> **Goal**:
From the entries below, pick out and copy every line that contains the word "building".

> **Extracted records**:
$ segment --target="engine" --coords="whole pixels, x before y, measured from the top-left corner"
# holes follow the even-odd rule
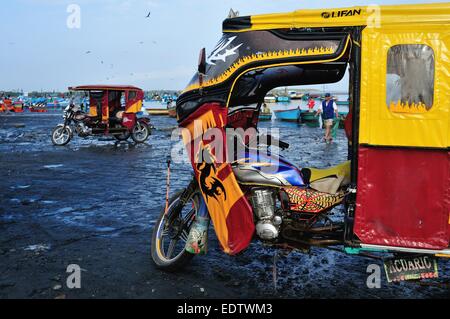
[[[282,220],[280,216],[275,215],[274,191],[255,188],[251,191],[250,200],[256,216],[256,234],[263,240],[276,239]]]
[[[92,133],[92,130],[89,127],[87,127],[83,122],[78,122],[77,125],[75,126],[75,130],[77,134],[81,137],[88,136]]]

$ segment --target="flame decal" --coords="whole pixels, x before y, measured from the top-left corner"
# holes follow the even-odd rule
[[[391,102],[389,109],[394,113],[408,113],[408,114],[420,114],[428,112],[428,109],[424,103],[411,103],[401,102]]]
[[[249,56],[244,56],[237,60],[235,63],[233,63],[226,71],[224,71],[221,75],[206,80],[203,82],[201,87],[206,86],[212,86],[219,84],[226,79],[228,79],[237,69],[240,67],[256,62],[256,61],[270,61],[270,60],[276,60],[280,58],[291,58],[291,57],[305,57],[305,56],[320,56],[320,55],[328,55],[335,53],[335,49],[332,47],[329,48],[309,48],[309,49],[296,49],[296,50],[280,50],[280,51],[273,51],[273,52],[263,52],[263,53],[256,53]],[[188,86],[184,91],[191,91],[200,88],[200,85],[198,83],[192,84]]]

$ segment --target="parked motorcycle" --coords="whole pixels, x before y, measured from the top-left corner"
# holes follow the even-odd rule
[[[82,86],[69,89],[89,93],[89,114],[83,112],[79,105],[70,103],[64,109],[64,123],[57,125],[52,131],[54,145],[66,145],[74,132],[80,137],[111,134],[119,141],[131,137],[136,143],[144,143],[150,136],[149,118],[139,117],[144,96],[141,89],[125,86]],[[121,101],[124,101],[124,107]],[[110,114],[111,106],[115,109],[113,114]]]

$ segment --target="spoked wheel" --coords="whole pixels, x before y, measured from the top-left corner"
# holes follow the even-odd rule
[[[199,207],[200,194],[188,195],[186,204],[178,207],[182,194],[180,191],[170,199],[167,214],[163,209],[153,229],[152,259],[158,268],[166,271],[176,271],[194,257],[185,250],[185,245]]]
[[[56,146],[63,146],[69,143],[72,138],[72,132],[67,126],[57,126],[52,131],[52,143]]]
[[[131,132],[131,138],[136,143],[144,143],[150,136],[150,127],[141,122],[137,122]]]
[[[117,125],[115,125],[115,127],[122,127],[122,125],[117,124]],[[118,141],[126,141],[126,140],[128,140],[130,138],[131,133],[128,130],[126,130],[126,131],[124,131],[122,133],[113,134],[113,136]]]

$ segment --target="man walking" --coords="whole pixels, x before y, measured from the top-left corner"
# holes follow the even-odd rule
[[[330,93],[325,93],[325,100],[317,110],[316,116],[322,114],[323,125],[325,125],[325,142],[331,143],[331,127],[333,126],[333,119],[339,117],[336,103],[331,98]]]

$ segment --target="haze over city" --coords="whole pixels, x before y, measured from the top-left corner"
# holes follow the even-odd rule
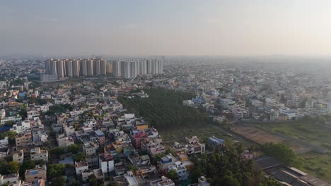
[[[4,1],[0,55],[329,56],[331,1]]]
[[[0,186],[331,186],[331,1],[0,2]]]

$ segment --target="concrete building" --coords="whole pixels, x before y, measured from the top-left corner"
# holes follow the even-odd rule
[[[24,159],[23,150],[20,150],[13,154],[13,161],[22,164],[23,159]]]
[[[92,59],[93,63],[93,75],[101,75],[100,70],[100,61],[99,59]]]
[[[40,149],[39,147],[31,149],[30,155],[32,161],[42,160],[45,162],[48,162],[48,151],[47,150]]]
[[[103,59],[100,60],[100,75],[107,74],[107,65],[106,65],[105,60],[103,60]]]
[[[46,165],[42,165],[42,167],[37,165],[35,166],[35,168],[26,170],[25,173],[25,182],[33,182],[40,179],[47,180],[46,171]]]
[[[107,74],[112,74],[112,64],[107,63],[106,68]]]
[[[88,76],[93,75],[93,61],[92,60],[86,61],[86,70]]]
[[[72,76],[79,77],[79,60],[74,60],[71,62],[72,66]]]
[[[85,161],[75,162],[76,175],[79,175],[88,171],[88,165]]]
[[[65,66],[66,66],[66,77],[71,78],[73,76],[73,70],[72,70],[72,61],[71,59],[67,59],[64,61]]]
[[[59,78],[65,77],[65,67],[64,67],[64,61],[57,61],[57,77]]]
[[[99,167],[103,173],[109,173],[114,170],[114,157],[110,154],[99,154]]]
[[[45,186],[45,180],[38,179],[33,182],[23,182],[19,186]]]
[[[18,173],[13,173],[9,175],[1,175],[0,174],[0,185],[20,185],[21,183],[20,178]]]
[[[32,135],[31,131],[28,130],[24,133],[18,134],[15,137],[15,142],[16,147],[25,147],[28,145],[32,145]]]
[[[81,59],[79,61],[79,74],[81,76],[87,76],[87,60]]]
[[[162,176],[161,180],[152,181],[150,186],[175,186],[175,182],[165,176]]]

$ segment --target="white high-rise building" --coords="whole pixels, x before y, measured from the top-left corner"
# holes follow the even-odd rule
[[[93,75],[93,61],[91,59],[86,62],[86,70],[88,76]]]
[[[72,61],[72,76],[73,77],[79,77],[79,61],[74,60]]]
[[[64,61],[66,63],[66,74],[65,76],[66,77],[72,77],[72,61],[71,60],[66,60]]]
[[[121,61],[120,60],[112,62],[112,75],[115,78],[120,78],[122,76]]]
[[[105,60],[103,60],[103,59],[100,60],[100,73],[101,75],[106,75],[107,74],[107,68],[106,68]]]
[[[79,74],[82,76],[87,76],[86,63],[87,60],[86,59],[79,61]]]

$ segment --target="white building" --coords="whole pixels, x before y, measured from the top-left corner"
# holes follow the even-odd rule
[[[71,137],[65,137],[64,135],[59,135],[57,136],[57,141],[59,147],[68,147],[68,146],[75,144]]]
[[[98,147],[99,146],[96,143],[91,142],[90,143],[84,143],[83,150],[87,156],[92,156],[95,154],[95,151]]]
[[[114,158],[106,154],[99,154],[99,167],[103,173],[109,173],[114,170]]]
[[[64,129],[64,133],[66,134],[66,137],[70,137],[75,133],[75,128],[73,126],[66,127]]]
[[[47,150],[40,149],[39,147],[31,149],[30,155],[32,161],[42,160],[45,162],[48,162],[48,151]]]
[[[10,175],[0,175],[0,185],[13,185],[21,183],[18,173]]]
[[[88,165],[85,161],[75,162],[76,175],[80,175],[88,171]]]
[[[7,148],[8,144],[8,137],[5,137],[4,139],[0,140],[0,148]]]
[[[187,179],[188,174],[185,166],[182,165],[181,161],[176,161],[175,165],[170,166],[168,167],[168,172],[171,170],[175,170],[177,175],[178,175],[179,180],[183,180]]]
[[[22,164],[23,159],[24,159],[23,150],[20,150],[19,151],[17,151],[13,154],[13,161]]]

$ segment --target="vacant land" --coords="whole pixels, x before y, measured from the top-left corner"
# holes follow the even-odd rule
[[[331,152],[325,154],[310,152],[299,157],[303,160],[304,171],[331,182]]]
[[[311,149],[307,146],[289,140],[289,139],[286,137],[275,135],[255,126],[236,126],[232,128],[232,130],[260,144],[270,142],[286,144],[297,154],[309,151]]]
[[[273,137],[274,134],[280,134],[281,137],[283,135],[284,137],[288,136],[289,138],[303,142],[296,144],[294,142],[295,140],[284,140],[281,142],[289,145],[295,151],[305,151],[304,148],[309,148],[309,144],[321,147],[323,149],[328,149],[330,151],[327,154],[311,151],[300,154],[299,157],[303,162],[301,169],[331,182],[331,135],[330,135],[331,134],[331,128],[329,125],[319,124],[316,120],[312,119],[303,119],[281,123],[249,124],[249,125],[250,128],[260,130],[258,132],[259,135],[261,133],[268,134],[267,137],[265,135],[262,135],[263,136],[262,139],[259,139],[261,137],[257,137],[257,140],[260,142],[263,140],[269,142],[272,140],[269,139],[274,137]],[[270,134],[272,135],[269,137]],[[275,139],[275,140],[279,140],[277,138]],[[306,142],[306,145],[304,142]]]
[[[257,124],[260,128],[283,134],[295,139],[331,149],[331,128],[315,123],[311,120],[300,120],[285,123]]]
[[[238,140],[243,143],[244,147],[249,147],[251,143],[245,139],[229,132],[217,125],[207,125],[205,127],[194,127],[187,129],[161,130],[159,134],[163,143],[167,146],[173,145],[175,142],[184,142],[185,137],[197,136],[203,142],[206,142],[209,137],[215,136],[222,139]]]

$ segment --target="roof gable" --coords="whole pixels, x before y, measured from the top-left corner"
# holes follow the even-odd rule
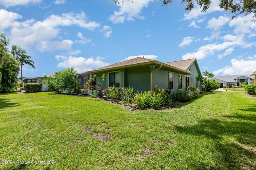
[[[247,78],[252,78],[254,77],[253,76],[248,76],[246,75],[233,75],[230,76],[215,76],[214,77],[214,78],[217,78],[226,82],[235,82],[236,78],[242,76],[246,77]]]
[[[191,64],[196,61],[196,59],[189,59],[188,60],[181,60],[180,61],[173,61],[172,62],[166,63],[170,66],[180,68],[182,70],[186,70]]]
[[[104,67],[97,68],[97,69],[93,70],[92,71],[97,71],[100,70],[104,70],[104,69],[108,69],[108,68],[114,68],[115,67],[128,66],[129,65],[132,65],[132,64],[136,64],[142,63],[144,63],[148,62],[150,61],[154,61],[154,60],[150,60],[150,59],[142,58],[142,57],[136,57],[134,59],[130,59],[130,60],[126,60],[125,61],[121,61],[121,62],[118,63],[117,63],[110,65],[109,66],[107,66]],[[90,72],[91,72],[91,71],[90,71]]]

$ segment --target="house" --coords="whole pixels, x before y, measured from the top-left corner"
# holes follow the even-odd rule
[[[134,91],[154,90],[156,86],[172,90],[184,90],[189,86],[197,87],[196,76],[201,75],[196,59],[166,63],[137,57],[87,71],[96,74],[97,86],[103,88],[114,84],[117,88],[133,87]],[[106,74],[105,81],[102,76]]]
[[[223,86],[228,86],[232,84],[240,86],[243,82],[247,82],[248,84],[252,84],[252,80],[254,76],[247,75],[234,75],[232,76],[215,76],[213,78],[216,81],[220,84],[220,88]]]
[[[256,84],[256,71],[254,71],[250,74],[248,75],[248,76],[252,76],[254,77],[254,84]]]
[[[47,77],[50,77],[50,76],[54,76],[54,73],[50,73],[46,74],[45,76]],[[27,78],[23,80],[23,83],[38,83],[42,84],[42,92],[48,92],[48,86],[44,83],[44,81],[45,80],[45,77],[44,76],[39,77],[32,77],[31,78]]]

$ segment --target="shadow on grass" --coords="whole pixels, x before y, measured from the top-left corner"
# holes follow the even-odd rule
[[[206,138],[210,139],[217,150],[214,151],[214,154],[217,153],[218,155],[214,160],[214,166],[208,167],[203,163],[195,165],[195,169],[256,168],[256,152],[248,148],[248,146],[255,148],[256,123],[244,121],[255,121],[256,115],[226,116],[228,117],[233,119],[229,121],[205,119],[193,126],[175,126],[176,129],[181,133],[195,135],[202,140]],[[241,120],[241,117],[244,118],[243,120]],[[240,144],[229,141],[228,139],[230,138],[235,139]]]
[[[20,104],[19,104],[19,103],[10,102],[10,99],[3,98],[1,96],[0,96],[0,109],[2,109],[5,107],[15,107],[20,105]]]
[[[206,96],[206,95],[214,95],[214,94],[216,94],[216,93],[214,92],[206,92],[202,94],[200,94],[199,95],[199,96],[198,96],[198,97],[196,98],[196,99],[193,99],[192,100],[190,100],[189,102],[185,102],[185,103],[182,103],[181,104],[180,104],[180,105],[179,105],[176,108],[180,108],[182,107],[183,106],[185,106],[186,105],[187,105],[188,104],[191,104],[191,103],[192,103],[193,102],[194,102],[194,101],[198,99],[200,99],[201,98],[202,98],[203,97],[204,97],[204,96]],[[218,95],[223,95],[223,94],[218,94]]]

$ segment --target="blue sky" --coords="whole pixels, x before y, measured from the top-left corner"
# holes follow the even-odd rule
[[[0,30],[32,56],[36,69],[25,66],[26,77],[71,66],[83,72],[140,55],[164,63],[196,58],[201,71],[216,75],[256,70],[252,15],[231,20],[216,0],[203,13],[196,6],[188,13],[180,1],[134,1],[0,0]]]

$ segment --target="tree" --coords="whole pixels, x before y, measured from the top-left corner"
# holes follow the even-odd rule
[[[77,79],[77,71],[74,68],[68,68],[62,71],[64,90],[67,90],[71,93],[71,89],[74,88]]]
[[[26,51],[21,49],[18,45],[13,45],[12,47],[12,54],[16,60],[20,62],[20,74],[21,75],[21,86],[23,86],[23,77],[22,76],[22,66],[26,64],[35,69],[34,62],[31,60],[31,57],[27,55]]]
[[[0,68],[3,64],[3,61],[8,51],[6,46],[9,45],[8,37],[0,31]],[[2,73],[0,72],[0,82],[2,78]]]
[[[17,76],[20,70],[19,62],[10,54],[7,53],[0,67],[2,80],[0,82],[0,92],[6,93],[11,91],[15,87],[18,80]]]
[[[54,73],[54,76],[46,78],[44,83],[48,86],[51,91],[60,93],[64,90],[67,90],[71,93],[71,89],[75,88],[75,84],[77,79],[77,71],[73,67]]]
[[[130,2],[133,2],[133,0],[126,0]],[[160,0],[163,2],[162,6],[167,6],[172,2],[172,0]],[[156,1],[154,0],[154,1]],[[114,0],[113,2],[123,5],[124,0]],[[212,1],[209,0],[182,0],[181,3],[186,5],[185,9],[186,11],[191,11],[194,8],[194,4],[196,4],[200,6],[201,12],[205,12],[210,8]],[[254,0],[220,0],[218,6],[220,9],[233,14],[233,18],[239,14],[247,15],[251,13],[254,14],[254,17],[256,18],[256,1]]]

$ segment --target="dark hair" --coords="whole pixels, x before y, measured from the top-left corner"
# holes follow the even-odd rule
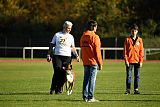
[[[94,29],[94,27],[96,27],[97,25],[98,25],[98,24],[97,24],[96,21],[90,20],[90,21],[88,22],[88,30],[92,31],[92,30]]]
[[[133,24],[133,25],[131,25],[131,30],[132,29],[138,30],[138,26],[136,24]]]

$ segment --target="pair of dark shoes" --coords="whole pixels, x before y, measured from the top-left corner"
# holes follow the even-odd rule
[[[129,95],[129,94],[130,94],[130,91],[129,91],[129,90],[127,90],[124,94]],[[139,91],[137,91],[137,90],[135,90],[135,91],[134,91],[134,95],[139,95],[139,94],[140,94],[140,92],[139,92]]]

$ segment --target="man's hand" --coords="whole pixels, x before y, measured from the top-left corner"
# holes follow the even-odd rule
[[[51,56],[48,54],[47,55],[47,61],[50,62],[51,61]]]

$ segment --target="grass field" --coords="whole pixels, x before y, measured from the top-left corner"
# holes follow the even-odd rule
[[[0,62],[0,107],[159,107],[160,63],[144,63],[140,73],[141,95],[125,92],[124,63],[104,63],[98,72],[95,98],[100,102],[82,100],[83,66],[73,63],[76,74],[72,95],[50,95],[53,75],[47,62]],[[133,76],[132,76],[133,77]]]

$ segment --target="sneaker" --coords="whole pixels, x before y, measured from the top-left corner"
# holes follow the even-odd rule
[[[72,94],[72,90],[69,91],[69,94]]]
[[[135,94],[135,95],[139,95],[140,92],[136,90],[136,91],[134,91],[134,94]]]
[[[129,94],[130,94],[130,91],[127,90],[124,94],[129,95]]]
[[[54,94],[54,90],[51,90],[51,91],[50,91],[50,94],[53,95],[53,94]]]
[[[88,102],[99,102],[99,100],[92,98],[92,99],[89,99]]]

> **Solution to this task**:
$ segment --target="concrete building" --coords="whole pixels, x before y, measured from the top-left corner"
$ segment --target="white high-rise building" --coords="whole pixels, x before y, measured from the top-left corner"
$ segment --target="white building" --coords="whole pixels, x before y, measured from the top-left corner"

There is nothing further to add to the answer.